--> Abstract: Building Better Fracture Models By Combining Structural Analysis and Bayesian Updating to Quantify the Relationship Between Multiple Fracture Causing Agents, by P. Hennings, J. McLennan, and T. Allwardt; #90092 (2009)

Datapages, Inc.Print this page

Building Better Fracture Models By Combining Structural Analysis and Bayesian Updating to Quantify the Relationship Between Multiple Fracture Causing Agents

Peter Hennings, Jason McLennan, and Tricia Allwardt
ConocoPhillips Subsurface Technology, Houston, TX

Gaining a better understanding of the impact that fractures have on reservoir hydraulic behavior often requires interpolating between areas of limited geologic control, such as wellbore or outcrop data. A common approach taken is to perform structural analysis on a properly constructed 3D model of the reservoir to generate attributes that relate to the deformation. Structural attributes can be generalized into classes: morphologic--relating to the present-day shape of the reservoir, kinematic--relating qualitatively to incremental or cumulative deformation, and mechanistic--relating quantitatively to incremental or cumulative stress or strain. It is common to discover that a combination of attributes best explains patterns of fracture occurrence; however, these attributes are usually calibrated to fracture intensity and used to infer the distribution between points of control one at a time. To provide the best possible model describing fracture occurrence, the multiple structural attributes should be combined simultaneously in a mathematically unbiased and consistent manner.

Bayesian Updating is a statistical theory relating conditional probabilities through multivariate correlations. In considering the prediction of a primary event A with two secondary events B and C, Bayesian Updating provides the conditional probability of A given events B and C. This is done by combining B and C into a likelihood that updates A. In this application A is fracture intensity and B and C are structural attributes.

▶ RECORD EXCERPTS
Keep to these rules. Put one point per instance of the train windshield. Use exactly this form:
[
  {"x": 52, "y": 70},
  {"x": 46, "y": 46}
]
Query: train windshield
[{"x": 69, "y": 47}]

▶ WHAT YOU ARE ASKED TO DO
Echo the abstract on fracture models and Bayesian updating word for word, in full. The listing is not needed for this work.

▶ SOLVED EXERCISE
--> Abstract: Building Better Fracture Models By Combining Structural Analysis and Bayesian Updating to Quantify the Relationship Between Multiple Fracture Causing Agents, by P. Hennings, J. McLennan, and T. Allwardt; #90092 (2009)

Datapages, Inc.Print this page

Building Better Fracture Models By Combining Structural Analysis and Bayesian Updating to Quantify the Relationship Between Multiple Fracture Causing Agents

Peter Hennings, Jason McLennan, and Tricia Allwardt
ConocoPhillips Subsurface Technology, Houston, TX

Gaining a better understanding of the impact that fractures have on reservoir hydraulic behavior often requires interpolating between areas of limited geologic control, such as wellbore or outcrop data. A common approach taken is to perform structural analysis on a properly constructed 3D model of the reservoir to generate attributes that relate to the deformation. Structural attributes can be generalized into classes: morphologic--relating to the present-day shape of the reservoir, kinematic--relating qualitatively to incremental or cumulative deformation, and mechanistic--relating quantitatively to incremental or cumulative stress or strain. It is common to discover that a combination of attributes best explains patterns of fracture occurrence; however, these attributes are usually calibrated to fracture intensity and used to infer the distribution between points of control one at a time. To provide the best possible model describing fracture occurrence, the multiple structural attributes should be combined simultaneously in a mathematically unbiased and consistent manner.

Bayesian Updating is a statistical theory relating conditional probabilities through multivariate correlations. In considering the prediction of a primary event A with two secondary events B and C, Bayesian Updating provides the conditional probability of A given events B and C. This is done by combining B and C into a likelihood that updates A. In this application A is fracture intensity and B and C are structural attributes.